- **Exercise task**
Copy out all of the records below word for word, leaving out the pictures.

— Start Input for this task —

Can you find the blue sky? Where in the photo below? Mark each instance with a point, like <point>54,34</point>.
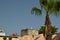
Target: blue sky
<point>16,15</point>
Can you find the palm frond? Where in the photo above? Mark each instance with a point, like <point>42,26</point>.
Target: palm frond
<point>36,11</point>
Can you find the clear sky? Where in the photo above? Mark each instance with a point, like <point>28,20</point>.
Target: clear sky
<point>16,15</point>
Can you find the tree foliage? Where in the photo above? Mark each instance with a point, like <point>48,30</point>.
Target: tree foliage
<point>42,30</point>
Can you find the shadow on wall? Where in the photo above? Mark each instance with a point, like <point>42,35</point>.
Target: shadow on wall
<point>57,37</point>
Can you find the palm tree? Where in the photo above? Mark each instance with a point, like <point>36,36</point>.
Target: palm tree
<point>50,7</point>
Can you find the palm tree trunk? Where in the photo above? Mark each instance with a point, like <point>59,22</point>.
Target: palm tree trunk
<point>48,27</point>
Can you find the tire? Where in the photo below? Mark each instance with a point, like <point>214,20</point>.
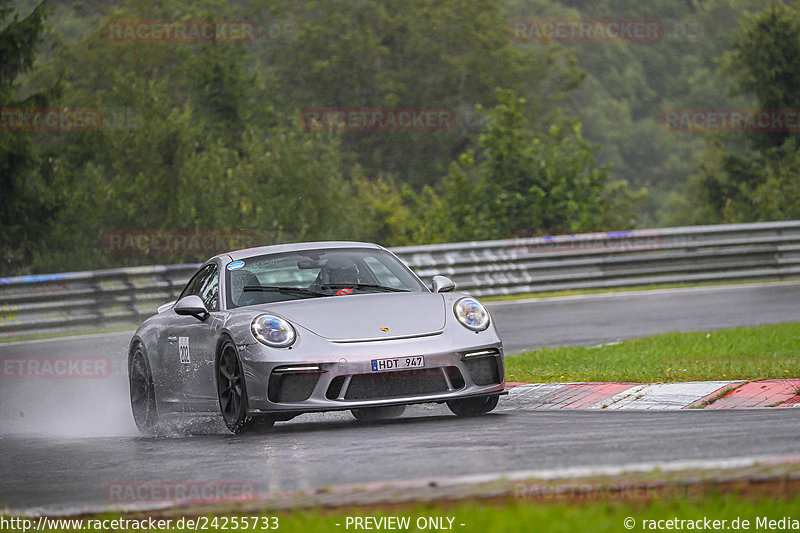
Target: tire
<point>232,392</point>
<point>473,406</point>
<point>372,414</point>
<point>142,392</point>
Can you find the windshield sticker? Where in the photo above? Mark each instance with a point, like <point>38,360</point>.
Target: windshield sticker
<point>236,265</point>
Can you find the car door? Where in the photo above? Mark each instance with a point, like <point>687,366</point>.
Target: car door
<point>193,342</point>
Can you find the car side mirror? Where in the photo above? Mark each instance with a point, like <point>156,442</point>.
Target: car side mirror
<point>164,307</point>
<point>192,306</point>
<point>443,284</point>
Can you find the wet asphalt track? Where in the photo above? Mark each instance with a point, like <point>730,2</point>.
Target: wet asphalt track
<point>64,442</point>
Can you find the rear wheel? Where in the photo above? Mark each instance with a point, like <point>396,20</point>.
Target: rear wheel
<point>371,414</point>
<point>473,406</point>
<point>143,394</point>
<point>233,394</point>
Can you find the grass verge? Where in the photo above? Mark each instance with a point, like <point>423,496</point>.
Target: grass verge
<point>762,352</point>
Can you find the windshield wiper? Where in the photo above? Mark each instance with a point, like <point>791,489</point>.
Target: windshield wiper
<point>278,288</point>
<point>362,286</point>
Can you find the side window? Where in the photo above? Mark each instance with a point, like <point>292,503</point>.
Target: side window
<point>205,284</point>
<point>209,290</point>
<point>382,274</point>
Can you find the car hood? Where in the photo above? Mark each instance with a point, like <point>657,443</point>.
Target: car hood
<point>367,316</point>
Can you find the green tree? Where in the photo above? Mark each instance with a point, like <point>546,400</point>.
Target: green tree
<point>26,202</point>
<point>521,182</point>
<point>748,176</point>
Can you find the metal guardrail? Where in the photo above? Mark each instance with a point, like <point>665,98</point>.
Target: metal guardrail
<point>733,252</point>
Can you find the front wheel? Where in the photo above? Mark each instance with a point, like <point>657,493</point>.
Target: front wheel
<point>232,392</point>
<point>143,394</point>
<point>473,406</point>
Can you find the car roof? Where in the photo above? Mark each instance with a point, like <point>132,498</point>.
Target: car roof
<point>279,248</point>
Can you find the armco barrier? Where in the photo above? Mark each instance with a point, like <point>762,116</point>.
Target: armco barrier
<point>769,250</point>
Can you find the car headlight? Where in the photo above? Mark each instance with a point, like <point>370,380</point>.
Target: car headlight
<point>472,314</point>
<point>273,331</point>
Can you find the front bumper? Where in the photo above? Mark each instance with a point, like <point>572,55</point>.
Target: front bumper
<point>297,382</point>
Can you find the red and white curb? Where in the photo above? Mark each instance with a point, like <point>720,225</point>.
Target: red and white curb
<point>656,396</point>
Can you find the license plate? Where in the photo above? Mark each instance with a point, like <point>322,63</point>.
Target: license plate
<point>397,363</point>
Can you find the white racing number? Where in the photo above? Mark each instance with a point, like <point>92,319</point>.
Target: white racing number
<point>183,350</point>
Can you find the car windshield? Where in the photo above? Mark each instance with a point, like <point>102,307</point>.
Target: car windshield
<point>316,274</point>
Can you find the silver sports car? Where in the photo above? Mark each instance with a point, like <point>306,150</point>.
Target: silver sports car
<point>268,333</point>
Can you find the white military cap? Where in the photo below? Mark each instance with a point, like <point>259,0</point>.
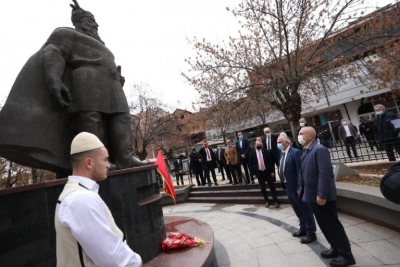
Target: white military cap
<point>85,142</point>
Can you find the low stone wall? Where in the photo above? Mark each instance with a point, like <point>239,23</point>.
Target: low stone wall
<point>181,196</point>
<point>368,203</point>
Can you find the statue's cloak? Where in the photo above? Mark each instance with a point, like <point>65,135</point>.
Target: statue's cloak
<point>34,130</point>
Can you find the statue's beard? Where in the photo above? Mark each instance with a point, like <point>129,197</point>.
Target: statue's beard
<point>91,31</point>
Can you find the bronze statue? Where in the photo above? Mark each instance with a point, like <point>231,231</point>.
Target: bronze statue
<point>70,85</point>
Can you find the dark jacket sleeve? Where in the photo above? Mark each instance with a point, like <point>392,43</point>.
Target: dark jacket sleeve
<point>325,172</point>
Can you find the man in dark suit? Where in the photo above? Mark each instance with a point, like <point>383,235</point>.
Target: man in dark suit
<point>384,132</point>
<point>269,143</point>
<point>262,168</point>
<point>319,191</point>
<point>222,164</point>
<point>208,162</point>
<point>366,130</point>
<point>289,171</point>
<point>195,163</point>
<point>243,150</point>
<point>348,135</point>
<point>178,168</point>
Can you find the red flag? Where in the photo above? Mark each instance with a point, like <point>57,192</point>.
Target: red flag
<point>163,171</point>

— End Input for this task —

- **Exercise answer**
Can you find the blue sky? Where in the photo below? Mark each instance with a point, like <point>54,34</point>.
Target: blue sky
<point>16,15</point>
Can you find the palm frond? Where in the photo above? Mark each instance with a point, like <point>42,26</point>.
Target: palm frond
<point>36,11</point>
Can you find the clear sky? Where in the photo above? Mark each instance with a point, like <point>28,20</point>.
Target: clear sky
<point>16,15</point>
Can you find the tree foliage? Where in the photo above? Mark each instance with a point, like <point>48,30</point>.
Target: tree foliage
<point>42,30</point>
Can you find the shadow on wall? Where in the photo above? Mark each instance with a point, like <point>42,35</point>.
Target: shadow on wall
<point>57,37</point>
Can you find the palm tree? Where in the photo above? Mark each instance with a point, like <point>36,36</point>.
Target: palm tree
<point>50,7</point>
Can you find the palm tree trunk? Where in the photo above? Mark each instance with a point, like <point>59,22</point>.
Target: palm tree trunk
<point>48,27</point>
Can you find the tire? Where in the photo below? Mark each instance with a point, like <point>214,20</point>.
Target: tire
<point>232,392</point>
<point>473,406</point>
<point>372,414</point>
<point>142,392</point>
Can you find the windshield sticker? Where in the photo above? Mark each instance with a point, like <point>38,360</point>.
Target: windshield sticker
<point>236,265</point>
Can you find the car door? Where in the photo above? Mark each instance with a point, like <point>687,366</point>.
Target: car door
<point>193,342</point>
Can you find the car side mirror? Where in the photo above? Mark each instance with a point, like <point>156,442</point>.
Target: car side mirror
<point>164,307</point>
<point>192,306</point>
<point>443,284</point>
Can you find the wet asphalt track? Where in the photo above? Mark each instance with a point, like <point>730,2</point>.
Target: wet asphalt track
<point>64,442</point>
Can you find the rear wheel? Where in the photo above? Mark each instance with a point, like <point>396,20</point>.
Target: rear wheel
<point>371,414</point>
<point>473,406</point>
<point>143,394</point>
<point>233,394</point>
Can you find the grass verge? Where in the photo above? Mark each instance with a point, like <point>423,496</point>.
Target: grass verge
<point>762,352</point>
Can you find the windshield wiper? Where in the photo above? Mark each instance with a point, like <point>791,489</point>.
Target: windshield wiper
<point>278,288</point>
<point>362,286</point>
Can you find the side window? Where in the photo above? Mark each instance with a point, like <point>292,503</point>.
Target: side window
<point>205,284</point>
<point>209,290</point>
<point>382,274</point>
Can you find the car hood? Where in the photo above? Mark each instance with a point, like <point>657,443</point>.
Target: car hood
<point>367,316</point>
Can you find the green tree? Where in the photo above? Mark each instance with a point, like <point>546,400</point>.
Target: green tree
<point>26,202</point>
<point>521,182</point>
<point>748,176</point>
Can you find the metal guardrail? Where in the photo above? Mark each instance with a point, like <point>665,98</point>.
Target: metal guardrail
<point>733,252</point>
Can you find the front wheel? Where in the photo above? Mark each instance with a point, like <point>657,493</point>.
Target: front wheel
<point>232,392</point>
<point>143,394</point>
<point>473,406</point>
Can you find the car roof? Where in the photo above? Mark each instance with a point, like <point>132,498</point>.
Target: car roof
<point>279,248</point>
Can you find the armco barrier? Where in the photo above? Mark each instance with a point, like <point>762,116</point>.
Target: armco barrier
<point>769,250</point>
Can you find the car headlight? Where in the photo above? Mark each instance with a point, like <point>370,380</point>.
Target: car headlight
<point>472,314</point>
<point>273,331</point>
Can you find the front bumper? Where in the photo above? Mark each instance with a point, like <point>572,55</point>.
Target: front bumper
<point>297,382</point>
Can you find the red and white curb? Where in the photo above? Mark each instance with a point, like <point>720,225</point>.
Target: red and white curb
<point>656,396</point>
Can you find the license plate? Where in the photo above? Mark each instance with a point, like <point>322,63</point>.
Target: license plate
<point>397,363</point>
Can you find the white racing number? Where in the photo above? Mark each instance with a point, like <point>92,319</point>.
Target: white racing number
<point>183,350</point>
Can you find the car windshield? Where in the photo above? Mark each instance with a point, like <point>102,307</point>.
Target: car windshield
<point>316,274</point>
Can you find the silver sports car? Where in the photo above? Mark each instance with a point, like <point>306,150</point>.
Target: silver sports car
<point>268,333</point>
Can you find the white military cap? Where in the photo below? Mark each instance with a point, like <point>259,0</point>.
Target: white military cap
<point>85,142</point>
Can you find the low stone wall? Where in the photo above? Mark each instance with a point, like <point>239,23</point>.
Target: low stone wall
<point>181,196</point>
<point>368,203</point>
Can you find the statue's cloak? Where in the photo above? Mark each instance with a point, like <point>65,135</point>.
Target: statue's cloak
<point>34,130</point>
Can you find the statue's beard? Where in the photo above? Mark each instance with a point, like <point>129,197</point>.
Target: statue's beard
<point>91,31</point>
Can you find the bronze statue? Where in the photo above? Mark each instance with a point, like <point>231,231</point>.
Target: bronze statue
<point>70,85</point>
Can you find the dark jacket sleeve? Where in the photo above? Mark each instance with a point, like <point>392,43</point>.
Target: dark jacket sleeve
<point>325,172</point>
Can you find the man in dark suit? Where in the photo above? Mark each instance with a point, like <point>383,235</point>.
Target: man in dark suit
<point>384,132</point>
<point>269,143</point>
<point>262,168</point>
<point>319,191</point>
<point>222,164</point>
<point>208,162</point>
<point>366,130</point>
<point>289,171</point>
<point>195,163</point>
<point>243,150</point>
<point>348,135</point>
<point>178,168</point>
Can you find the red flag? Where in the photo above? Mark each instance with a point, like <point>57,192</point>.
Target: red flag
<point>163,171</point>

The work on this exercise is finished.